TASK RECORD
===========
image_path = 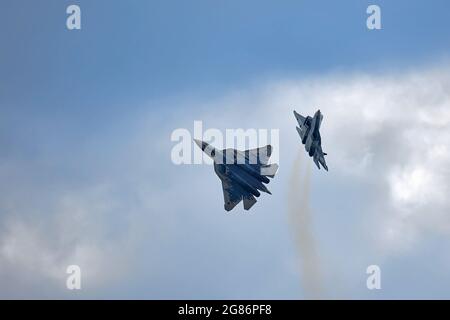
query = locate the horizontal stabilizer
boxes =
[261,163,278,178]
[294,110,305,124]
[244,195,256,210]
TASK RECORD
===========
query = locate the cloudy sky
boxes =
[0,0,450,299]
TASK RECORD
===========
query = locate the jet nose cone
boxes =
[194,139,212,152]
[194,139,203,150]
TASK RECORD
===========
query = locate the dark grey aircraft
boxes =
[194,139,278,211]
[294,110,328,171]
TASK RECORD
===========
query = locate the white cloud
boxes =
[0,62,450,298]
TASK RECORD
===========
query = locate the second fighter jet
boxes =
[294,110,328,171]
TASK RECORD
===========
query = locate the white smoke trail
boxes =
[288,150,324,299]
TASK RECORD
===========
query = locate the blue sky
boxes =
[0,0,450,298]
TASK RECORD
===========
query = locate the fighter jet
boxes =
[294,110,328,171]
[194,139,278,211]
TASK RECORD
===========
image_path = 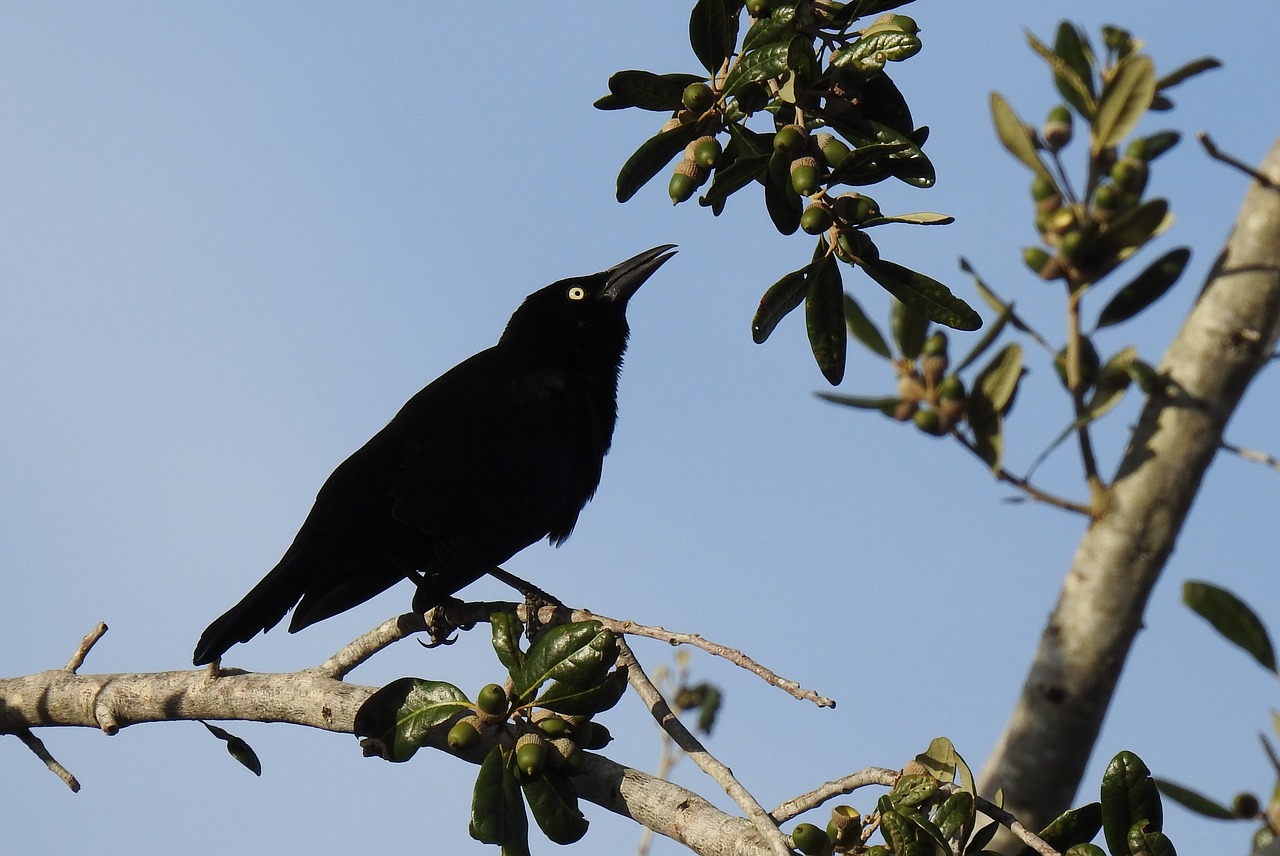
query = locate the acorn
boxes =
[516,732,548,781]
[476,683,511,717]
[791,823,831,856]
[444,717,480,752]
[667,160,707,205]
[1041,104,1071,151]
[814,133,849,169]
[773,125,809,157]
[800,205,832,235]
[791,156,822,196]
[680,82,716,114]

The problem:
Without the pictures, retype the whole of the material above exactly.

Exercise output:
TASK RECORD
===========
image_path = 
query = locate the horizontal stabilizer
boxes =
[261,163,278,178]
[294,110,305,124]
[244,195,256,210]
TASK RECORD
===========
query = locate the cloudy sky
boxes =
[0,0,450,299]
TASK RECORD
===========
query = locate the jet nose cone
boxes =
[194,139,212,152]
[194,139,203,150]
TASK RECORD
===========
query = locate the dark grey aircraft
boxes =
[194,139,278,211]
[294,110,328,171]
TASK RECORD
===========
query = locate the white cloud
boxes =
[0,62,450,298]
TASK RECORD
===========
query = locate the second fighter jet
boxes =
[294,110,328,171]
TASK RECORD
===========
query = locate the white smoke trail
boxes =
[288,150,324,299]
TASK RECORD
===========
query = locate the blue sky
boxes =
[0,0,450,298]
TASK RECORD
===========
query = locate the fighter jet
boxes =
[294,110,328,171]
[194,139,278,211]
TASK RECORD
===========
image_path = 
query = locate the acorn
boxes =
[516,732,548,781]
[476,683,511,717]
[791,823,831,856]
[444,717,480,752]
[667,160,707,205]
[1041,104,1071,151]
[814,133,849,169]
[773,125,809,157]
[800,205,832,235]
[791,156,822,196]
[680,82,716,114]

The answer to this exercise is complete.